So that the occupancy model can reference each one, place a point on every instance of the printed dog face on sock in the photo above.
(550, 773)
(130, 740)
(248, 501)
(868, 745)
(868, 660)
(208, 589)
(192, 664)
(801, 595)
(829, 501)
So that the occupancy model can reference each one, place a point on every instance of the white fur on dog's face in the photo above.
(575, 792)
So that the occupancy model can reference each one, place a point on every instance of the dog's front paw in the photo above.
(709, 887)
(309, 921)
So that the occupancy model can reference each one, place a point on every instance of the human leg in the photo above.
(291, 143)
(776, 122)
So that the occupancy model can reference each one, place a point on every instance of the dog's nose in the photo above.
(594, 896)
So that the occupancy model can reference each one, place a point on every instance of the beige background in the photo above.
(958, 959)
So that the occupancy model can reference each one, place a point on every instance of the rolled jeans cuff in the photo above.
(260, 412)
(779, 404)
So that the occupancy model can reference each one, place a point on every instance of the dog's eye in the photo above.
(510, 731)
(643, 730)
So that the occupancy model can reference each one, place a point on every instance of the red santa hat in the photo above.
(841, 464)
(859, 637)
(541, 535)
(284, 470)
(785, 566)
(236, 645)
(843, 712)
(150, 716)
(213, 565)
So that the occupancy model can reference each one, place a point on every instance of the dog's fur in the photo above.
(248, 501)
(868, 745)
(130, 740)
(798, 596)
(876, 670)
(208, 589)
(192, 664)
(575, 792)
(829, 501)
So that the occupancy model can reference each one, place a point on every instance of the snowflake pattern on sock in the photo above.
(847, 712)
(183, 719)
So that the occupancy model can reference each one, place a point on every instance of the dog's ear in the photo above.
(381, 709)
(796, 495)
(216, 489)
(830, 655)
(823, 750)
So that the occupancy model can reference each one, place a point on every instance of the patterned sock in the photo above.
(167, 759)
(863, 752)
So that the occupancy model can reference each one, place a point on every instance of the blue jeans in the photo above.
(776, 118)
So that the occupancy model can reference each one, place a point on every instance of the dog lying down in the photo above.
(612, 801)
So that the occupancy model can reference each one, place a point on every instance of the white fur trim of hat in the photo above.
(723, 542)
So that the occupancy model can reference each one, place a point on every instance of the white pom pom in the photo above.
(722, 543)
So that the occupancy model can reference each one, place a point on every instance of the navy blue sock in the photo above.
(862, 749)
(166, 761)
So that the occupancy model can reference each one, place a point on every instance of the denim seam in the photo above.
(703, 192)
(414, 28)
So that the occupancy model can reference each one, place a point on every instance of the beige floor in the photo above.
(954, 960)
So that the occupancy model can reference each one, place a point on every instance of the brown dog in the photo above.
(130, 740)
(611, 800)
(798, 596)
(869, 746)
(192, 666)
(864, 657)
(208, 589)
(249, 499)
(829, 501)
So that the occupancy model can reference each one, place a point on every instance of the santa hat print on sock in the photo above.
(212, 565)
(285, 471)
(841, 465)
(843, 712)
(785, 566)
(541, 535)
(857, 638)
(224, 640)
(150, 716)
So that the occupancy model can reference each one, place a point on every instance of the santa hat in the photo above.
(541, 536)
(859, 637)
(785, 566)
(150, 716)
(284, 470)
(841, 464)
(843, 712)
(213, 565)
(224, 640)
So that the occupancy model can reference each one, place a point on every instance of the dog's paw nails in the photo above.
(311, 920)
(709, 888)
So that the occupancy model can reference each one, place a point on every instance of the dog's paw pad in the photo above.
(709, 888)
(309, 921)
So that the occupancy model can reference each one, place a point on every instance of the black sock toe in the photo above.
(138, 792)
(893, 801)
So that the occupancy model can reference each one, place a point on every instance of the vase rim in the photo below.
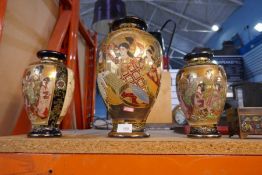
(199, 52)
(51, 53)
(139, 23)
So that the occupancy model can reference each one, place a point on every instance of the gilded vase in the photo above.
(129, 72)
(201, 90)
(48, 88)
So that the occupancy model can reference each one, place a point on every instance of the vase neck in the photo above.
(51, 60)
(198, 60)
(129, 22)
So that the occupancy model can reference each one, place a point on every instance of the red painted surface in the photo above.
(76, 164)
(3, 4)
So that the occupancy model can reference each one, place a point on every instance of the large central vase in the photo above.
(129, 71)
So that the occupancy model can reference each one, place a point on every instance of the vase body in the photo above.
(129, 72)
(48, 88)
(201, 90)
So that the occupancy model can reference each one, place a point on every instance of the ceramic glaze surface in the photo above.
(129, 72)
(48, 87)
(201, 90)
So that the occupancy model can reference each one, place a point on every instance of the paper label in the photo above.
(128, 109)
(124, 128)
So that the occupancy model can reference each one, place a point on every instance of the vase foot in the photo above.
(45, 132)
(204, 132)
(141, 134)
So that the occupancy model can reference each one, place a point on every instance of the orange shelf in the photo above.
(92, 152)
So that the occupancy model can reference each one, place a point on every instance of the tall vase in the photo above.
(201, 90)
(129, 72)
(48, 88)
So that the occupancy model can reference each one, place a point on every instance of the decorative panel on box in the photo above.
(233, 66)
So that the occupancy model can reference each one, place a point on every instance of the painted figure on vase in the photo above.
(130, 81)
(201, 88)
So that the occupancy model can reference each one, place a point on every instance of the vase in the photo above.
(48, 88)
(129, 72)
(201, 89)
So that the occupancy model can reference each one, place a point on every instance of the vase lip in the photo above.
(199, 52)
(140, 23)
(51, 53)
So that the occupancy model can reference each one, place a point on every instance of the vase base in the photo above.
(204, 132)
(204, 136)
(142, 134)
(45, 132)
==
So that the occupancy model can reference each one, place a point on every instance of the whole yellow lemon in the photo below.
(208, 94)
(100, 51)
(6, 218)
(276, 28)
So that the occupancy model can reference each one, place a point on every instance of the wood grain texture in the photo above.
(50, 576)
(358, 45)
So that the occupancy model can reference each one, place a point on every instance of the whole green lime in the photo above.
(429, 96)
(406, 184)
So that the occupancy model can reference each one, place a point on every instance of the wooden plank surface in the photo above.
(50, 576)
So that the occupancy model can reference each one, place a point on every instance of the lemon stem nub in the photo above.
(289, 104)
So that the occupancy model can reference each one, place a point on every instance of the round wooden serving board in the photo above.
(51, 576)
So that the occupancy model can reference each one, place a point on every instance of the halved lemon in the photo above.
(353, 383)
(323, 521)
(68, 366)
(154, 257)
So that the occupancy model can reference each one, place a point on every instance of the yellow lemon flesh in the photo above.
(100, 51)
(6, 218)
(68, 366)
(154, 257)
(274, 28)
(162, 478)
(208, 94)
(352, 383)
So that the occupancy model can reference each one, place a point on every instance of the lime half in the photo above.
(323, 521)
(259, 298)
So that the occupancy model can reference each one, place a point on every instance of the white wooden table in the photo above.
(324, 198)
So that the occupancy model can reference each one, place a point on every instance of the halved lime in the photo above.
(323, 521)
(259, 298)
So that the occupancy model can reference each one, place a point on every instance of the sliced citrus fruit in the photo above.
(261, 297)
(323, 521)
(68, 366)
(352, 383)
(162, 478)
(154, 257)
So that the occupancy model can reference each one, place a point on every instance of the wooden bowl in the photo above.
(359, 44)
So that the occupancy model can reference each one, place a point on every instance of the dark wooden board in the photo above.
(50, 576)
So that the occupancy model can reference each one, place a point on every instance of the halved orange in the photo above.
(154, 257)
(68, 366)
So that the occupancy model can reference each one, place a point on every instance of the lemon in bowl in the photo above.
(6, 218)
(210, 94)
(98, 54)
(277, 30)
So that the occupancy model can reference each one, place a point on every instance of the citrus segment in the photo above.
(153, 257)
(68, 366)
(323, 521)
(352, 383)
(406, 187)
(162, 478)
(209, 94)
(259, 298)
==
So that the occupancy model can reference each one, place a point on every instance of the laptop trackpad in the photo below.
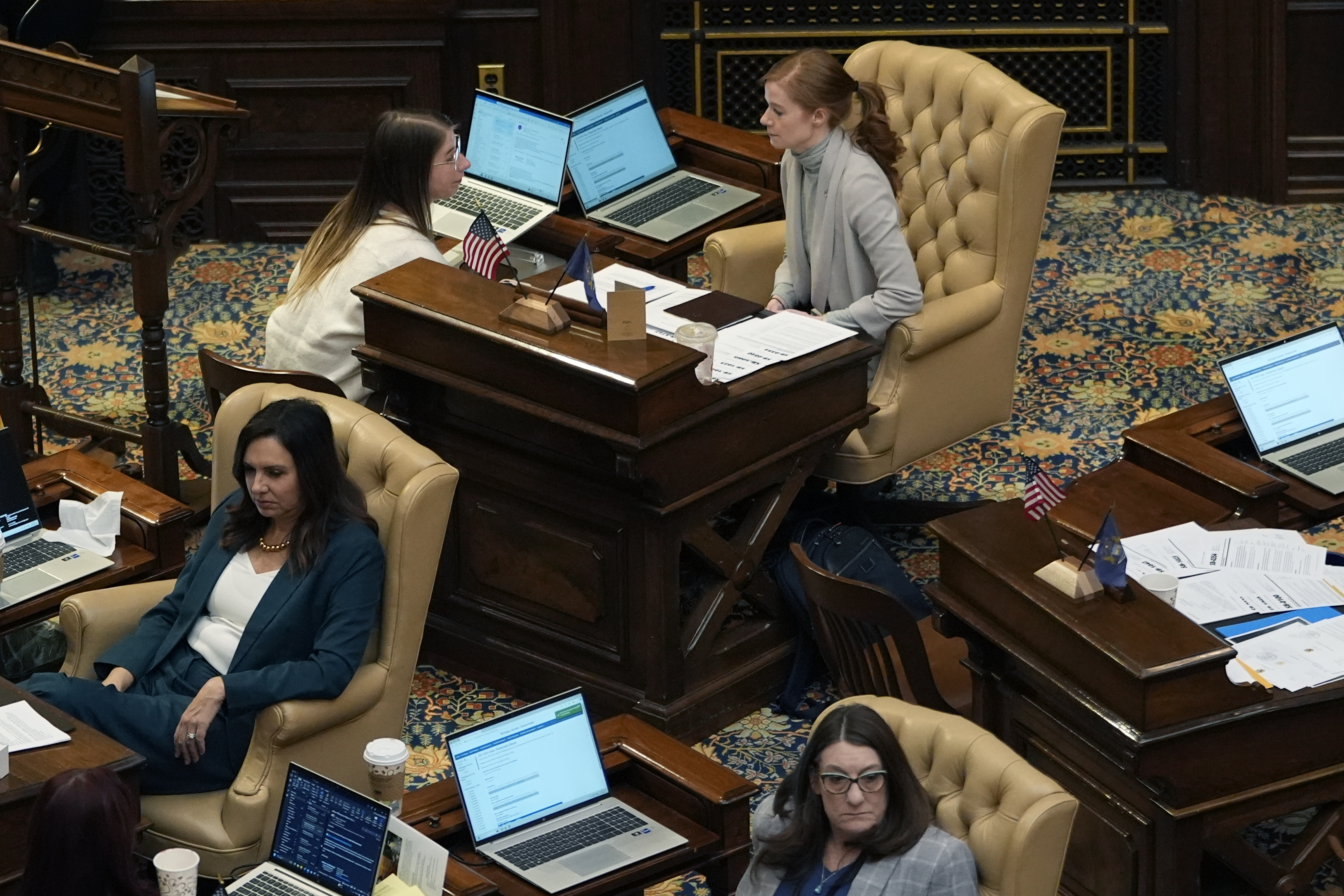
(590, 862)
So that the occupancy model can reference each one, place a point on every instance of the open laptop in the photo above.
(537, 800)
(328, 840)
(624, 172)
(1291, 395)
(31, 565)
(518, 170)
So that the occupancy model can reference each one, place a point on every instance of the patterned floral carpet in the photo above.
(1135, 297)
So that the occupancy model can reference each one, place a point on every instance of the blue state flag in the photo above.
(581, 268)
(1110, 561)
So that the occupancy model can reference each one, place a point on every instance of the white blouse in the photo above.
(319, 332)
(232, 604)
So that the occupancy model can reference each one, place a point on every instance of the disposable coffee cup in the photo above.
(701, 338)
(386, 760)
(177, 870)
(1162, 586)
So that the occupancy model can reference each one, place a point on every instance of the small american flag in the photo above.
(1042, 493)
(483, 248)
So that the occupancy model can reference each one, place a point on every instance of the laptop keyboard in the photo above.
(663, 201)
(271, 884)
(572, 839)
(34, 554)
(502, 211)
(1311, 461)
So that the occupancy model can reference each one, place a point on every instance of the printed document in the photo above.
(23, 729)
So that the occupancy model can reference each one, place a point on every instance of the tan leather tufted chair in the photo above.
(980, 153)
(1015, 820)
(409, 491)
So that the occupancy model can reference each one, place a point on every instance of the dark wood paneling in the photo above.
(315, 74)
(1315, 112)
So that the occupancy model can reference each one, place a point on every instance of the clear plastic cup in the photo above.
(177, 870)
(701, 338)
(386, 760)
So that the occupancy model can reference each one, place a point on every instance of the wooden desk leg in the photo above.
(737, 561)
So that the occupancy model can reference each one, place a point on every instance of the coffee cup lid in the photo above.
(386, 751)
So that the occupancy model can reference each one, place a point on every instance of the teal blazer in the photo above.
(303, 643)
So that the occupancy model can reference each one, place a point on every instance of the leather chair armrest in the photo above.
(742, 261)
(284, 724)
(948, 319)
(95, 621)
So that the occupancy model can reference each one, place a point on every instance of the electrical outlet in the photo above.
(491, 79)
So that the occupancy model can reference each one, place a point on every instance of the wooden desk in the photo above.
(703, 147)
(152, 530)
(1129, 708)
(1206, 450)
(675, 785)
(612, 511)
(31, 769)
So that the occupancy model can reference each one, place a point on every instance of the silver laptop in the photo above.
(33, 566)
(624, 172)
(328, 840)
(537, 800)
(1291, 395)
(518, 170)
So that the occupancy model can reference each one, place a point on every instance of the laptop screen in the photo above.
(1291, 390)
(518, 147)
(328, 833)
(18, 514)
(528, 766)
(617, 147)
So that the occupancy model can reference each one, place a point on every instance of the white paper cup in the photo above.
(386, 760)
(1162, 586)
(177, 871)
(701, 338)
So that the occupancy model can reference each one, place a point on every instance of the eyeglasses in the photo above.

[Required work] Pick out every line of the material above that contains the word "orange".

[Response to this task]
So that the occupancy model can reference each one, place a point on every instance of the orange shelf in the photo above.
So that the occupancy model can reference each one, place a point on every instance of the halved orange in the photo above.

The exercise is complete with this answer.